━━━━━ EXTRACTED TEXT
Figure 4.

Bacterial two-hybrid analysis of the interaction between heterologous TRCF–RID and RNAP-β1 proteins. (A) Bacterial two-hybrid assay (23,45) used to study the interaction between the TRCF–RID and RNAP-β1 domains. Cartoon depicts how the interaction between protein domain X (fused to the N terminal domain of the RNAP α-subunit, α-NTD) and protein domain Y (fused to the bacteriophage λ CI protein) activates transcription from test promoter placO_L262, which bears the λ operator O_L2 centered 62-bp upstream of the start site of the lac core promoter. In reporter strain FW102 O_L262, test promoter placO_L262 is located on an F′ episome and drives the expression of a linked lacZ transcriptional fusion (8,45). (B–D). Results of β-galactosidase assays performed with FW102 O_L262 cells containing two compatible plasmids, one encoding either α (Δ) or the indicated α fusion protein, and the other encoding λCI (Δ) or the indicated λCI fusion protein. The plasmids directed the synthesis of α, λCI, or the fusion proteins under the control of isopropyl-β-d-thiogalactoside (IPTG)-inducible promoters and the cells were grown in the presence of either 50 µM IPTG (B, D) or 20 µM IPTG (C). Plotted on the graphs are the mean and SEM of four (B), six (C) or 12 (D) independent measurements.
━━━━━━━━━━
▶ [DIRECTIONS FOR THIS TASK]
Render this sentence from the figure legend in Spanish: "In reporter strain FW102 O_L262, test promoter placO_L262 is located on an F′ episome and drives the expression of a linked lacZ transcriptional fusion (8,45)."
━━━━━ RECORDS SHOWN
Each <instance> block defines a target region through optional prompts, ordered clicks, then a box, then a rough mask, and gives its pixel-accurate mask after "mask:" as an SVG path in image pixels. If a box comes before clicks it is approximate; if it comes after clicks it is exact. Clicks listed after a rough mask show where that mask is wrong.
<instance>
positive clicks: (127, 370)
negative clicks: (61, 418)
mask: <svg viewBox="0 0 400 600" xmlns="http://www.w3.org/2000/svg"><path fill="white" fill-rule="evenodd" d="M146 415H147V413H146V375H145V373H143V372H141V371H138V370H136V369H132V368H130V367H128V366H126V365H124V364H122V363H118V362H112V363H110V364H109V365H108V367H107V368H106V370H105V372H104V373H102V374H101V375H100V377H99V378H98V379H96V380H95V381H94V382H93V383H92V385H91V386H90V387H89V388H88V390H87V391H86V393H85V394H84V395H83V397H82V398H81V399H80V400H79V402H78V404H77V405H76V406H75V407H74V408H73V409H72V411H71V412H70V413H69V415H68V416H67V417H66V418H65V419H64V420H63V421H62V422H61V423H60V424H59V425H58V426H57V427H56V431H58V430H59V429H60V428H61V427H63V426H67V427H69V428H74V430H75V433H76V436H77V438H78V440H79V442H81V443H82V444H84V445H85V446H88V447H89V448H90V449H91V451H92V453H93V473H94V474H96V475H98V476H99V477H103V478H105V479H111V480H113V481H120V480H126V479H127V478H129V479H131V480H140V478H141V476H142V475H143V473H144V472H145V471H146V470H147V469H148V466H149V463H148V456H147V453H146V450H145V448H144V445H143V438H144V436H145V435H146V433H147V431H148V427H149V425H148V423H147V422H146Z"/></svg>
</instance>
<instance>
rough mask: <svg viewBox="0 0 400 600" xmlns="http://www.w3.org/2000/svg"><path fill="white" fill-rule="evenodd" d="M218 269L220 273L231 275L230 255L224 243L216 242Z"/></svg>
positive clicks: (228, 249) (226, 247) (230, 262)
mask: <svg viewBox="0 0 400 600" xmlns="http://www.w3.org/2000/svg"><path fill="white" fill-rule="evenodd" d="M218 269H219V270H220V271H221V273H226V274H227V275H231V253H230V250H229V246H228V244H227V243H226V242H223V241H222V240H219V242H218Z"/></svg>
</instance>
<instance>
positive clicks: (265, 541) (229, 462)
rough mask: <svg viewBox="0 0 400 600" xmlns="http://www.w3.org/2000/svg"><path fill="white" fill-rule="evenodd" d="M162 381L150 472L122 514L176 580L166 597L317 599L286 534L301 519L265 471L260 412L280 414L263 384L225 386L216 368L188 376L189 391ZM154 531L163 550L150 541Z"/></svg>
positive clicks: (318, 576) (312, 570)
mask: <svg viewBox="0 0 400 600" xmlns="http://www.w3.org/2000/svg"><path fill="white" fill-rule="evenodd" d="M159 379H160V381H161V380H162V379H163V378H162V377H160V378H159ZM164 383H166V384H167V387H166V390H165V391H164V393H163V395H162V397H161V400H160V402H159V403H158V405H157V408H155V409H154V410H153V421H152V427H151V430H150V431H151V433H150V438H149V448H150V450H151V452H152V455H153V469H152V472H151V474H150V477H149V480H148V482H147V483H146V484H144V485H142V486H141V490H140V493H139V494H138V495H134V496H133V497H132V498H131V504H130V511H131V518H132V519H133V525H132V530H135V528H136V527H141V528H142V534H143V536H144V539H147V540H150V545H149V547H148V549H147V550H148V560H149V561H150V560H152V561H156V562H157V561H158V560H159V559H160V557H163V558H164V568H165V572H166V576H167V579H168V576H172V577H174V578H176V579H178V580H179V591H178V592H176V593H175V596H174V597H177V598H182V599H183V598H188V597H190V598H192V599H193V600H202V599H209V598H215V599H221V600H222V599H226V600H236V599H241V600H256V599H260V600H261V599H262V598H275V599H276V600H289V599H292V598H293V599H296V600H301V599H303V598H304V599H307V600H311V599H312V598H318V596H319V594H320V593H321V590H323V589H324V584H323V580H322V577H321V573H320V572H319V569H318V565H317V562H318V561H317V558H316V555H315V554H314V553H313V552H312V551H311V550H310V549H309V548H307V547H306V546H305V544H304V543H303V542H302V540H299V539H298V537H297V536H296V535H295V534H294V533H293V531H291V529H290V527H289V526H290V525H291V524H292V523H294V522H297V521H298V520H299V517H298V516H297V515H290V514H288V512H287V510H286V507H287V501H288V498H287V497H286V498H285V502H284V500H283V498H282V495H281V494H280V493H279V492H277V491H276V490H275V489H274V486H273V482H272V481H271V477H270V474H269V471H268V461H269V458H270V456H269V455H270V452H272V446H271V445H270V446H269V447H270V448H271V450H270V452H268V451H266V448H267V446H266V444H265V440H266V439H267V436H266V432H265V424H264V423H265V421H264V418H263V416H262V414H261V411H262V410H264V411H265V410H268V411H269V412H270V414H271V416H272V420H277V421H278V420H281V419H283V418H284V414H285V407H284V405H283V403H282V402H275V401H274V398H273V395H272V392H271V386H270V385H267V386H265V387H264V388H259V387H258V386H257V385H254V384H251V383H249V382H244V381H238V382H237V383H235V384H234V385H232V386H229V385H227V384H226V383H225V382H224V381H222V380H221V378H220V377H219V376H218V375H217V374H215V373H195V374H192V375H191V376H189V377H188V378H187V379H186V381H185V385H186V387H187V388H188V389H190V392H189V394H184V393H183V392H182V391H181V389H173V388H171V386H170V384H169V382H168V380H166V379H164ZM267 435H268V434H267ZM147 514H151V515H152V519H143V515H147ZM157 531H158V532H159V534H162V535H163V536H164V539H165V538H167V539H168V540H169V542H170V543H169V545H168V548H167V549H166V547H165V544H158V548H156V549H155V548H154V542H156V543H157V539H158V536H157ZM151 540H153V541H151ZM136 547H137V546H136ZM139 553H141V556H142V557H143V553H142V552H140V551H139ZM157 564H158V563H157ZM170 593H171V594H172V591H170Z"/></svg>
━━━━━━━━━━
▶ [OUTPUT BELOW]
En la cepa reportera FW102 O_L262, el promotor de prueba placO_L262 se encuentra en un episoma F′ y dirige la expresión de una fusión transcripcional lacZ ligada (8,45).